→ **WHAT THE TASK REQUIRES**: Count the lines in the items below that contain the word "metal", matching case exactly. Reply with the number alone.

Pointing items:
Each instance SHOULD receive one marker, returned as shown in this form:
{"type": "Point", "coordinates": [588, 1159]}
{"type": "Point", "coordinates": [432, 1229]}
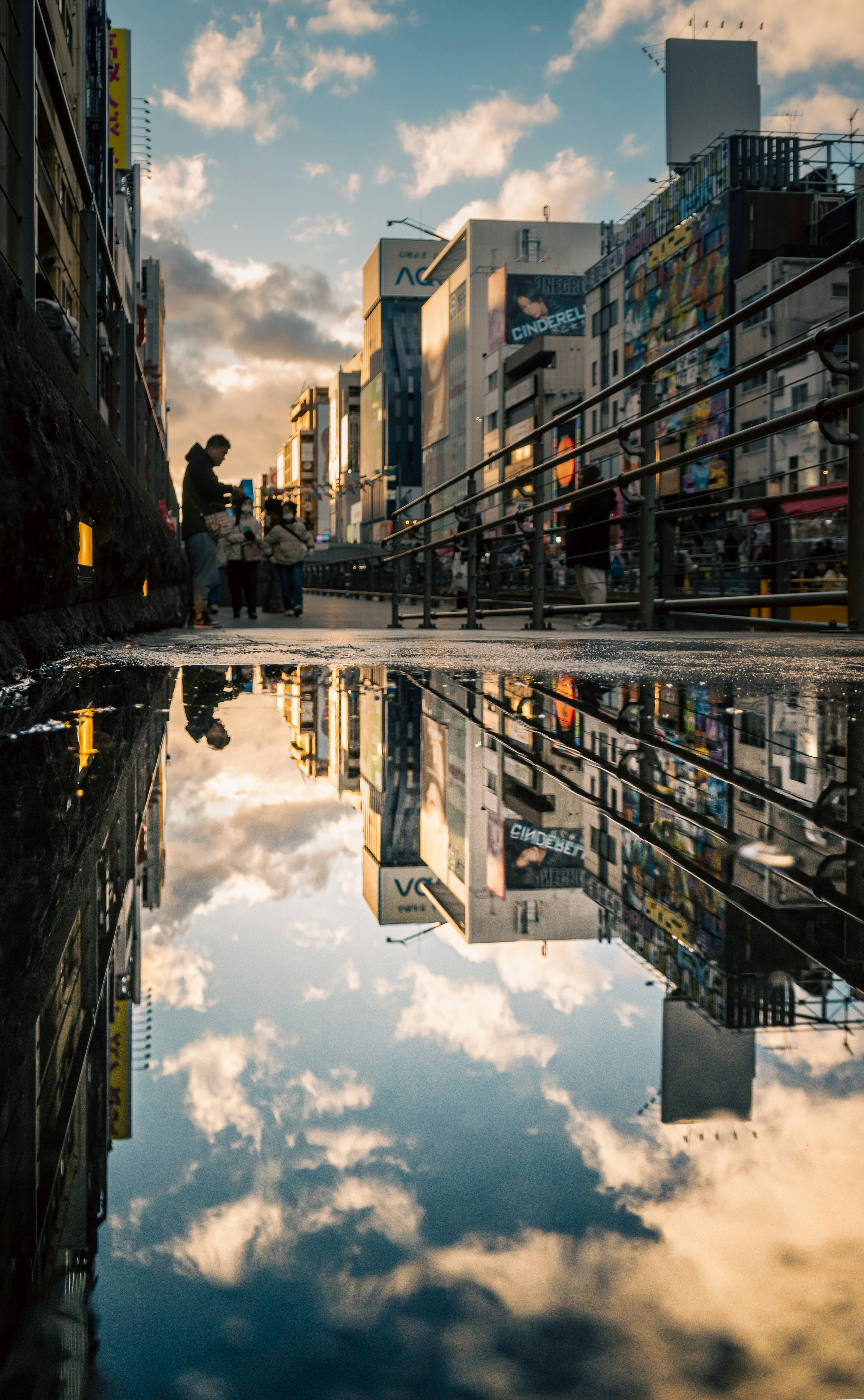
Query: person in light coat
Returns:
{"type": "Point", "coordinates": [243, 545]}
{"type": "Point", "coordinates": [286, 545]}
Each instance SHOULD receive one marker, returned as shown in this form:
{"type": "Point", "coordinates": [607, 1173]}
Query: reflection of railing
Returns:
{"type": "Point", "coordinates": [481, 527]}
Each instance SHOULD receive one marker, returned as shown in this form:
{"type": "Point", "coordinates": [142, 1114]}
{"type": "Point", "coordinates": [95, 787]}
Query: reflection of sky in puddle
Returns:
{"type": "Point", "coordinates": [363, 1169]}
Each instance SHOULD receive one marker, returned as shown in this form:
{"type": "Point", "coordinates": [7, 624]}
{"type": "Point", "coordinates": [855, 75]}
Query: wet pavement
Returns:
{"type": "Point", "coordinates": [467, 1016]}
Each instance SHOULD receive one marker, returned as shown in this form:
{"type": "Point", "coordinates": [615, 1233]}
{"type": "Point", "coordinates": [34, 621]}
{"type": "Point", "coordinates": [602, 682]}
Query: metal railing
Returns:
{"type": "Point", "coordinates": [510, 553]}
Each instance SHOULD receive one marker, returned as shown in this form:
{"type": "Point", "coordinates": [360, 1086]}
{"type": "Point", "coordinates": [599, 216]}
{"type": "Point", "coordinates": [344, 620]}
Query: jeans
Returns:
{"type": "Point", "coordinates": [290, 582]}
{"type": "Point", "coordinates": [201, 552]}
{"type": "Point", "coordinates": [218, 587]}
{"type": "Point", "coordinates": [243, 580]}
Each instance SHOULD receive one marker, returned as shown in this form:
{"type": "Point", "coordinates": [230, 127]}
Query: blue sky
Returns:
{"type": "Point", "coordinates": [286, 135]}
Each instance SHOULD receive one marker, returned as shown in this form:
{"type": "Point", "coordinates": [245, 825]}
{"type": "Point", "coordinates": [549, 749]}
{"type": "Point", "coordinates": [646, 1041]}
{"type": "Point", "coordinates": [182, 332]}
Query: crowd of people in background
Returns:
{"type": "Point", "coordinates": [225, 538]}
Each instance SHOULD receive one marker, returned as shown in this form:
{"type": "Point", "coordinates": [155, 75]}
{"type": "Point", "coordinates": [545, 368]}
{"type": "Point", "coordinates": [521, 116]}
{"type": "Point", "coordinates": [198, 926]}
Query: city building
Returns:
{"type": "Point", "coordinates": [303, 465]}
{"type": "Point", "coordinates": [391, 465]}
{"type": "Point", "coordinates": [345, 449]}
{"type": "Point", "coordinates": [508, 290]}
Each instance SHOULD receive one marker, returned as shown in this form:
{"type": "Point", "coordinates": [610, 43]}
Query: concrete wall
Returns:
{"type": "Point", "coordinates": [58, 460]}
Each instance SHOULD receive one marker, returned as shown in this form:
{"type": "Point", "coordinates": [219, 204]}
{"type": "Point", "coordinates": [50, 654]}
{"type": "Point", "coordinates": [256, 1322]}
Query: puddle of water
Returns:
{"type": "Point", "coordinates": [396, 1034]}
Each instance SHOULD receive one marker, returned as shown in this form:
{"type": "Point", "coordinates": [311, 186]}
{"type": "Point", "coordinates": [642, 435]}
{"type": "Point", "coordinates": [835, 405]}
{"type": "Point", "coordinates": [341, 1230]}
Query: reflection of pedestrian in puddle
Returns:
{"type": "Point", "coordinates": [204, 689]}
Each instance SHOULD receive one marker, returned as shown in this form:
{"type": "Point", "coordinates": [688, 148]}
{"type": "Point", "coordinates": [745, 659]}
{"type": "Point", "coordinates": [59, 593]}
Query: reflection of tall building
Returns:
{"type": "Point", "coordinates": [73, 968]}
{"type": "Point", "coordinates": [391, 713]}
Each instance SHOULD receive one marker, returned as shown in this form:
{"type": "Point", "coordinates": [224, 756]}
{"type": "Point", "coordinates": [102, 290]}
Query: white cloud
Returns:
{"type": "Point", "coordinates": [215, 1095]}
{"type": "Point", "coordinates": [629, 146]}
{"type": "Point", "coordinates": [345, 71]}
{"type": "Point", "coordinates": [477, 143]}
{"type": "Point", "coordinates": [790, 41]}
{"type": "Point", "coordinates": [568, 184]}
{"type": "Point", "coordinates": [335, 1097]}
{"type": "Point", "coordinates": [313, 230]}
{"type": "Point", "coordinates": [176, 975]}
{"type": "Point", "coordinates": [216, 101]}
{"type": "Point", "coordinates": [471, 1017]}
{"type": "Point", "coordinates": [349, 17]}
{"type": "Point", "coordinates": [346, 1147]}
{"type": "Point", "coordinates": [177, 191]}
{"type": "Point", "coordinates": [827, 110]}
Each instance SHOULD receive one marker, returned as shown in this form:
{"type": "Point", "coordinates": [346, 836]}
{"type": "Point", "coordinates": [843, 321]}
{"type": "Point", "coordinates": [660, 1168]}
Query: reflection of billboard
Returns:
{"type": "Point", "coordinates": [674, 289]}
{"type": "Point", "coordinates": [544, 306]}
{"type": "Point", "coordinates": [372, 736]}
{"type": "Point", "coordinates": [120, 97]}
{"type": "Point", "coordinates": [391, 892]}
{"type": "Point", "coordinates": [541, 859]}
{"type": "Point", "coordinates": [708, 1070]}
{"type": "Point", "coordinates": [496, 295]}
{"type": "Point", "coordinates": [120, 1073]}
{"type": "Point", "coordinates": [372, 429]}
{"type": "Point", "coordinates": [436, 380]}
{"type": "Point", "coordinates": [435, 838]}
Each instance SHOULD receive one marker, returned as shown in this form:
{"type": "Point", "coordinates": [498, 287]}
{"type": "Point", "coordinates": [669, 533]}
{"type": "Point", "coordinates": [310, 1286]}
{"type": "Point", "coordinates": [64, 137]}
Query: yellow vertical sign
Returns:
{"type": "Point", "coordinates": [120, 97]}
{"type": "Point", "coordinates": [120, 1072]}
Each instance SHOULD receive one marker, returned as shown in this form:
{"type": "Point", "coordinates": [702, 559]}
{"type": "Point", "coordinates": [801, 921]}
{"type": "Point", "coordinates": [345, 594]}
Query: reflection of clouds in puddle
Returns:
{"type": "Point", "coordinates": [569, 975]}
{"type": "Point", "coordinates": [471, 1017]}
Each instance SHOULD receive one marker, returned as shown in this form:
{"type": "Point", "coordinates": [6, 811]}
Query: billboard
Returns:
{"type": "Point", "coordinates": [372, 429]}
{"type": "Point", "coordinates": [120, 1073]}
{"type": "Point", "coordinates": [526, 306]}
{"type": "Point", "coordinates": [120, 97]}
{"type": "Point", "coordinates": [436, 380]}
{"type": "Point", "coordinates": [674, 289]}
{"type": "Point", "coordinates": [396, 267]}
{"type": "Point", "coordinates": [542, 859]}
{"type": "Point", "coordinates": [391, 892]}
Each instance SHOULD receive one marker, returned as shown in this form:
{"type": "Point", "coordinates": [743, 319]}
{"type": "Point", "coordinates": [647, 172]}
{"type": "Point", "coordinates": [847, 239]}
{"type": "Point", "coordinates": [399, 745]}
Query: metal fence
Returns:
{"type": "Point", "coordinates": [722, 555]}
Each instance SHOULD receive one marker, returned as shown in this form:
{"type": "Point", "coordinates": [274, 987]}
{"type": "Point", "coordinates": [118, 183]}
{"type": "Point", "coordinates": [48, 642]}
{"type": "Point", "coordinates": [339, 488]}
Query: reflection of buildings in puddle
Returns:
{"type": "Point", "coordinates": [69, 1051]}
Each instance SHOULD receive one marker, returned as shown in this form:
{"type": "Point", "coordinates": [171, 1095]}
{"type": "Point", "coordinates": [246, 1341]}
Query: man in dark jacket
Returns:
{"type": "Point", "coordinates": [587, 544]}
{"type": "Point", "coordinates": [204, 495]}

→ **FINAL ANSWER**: 2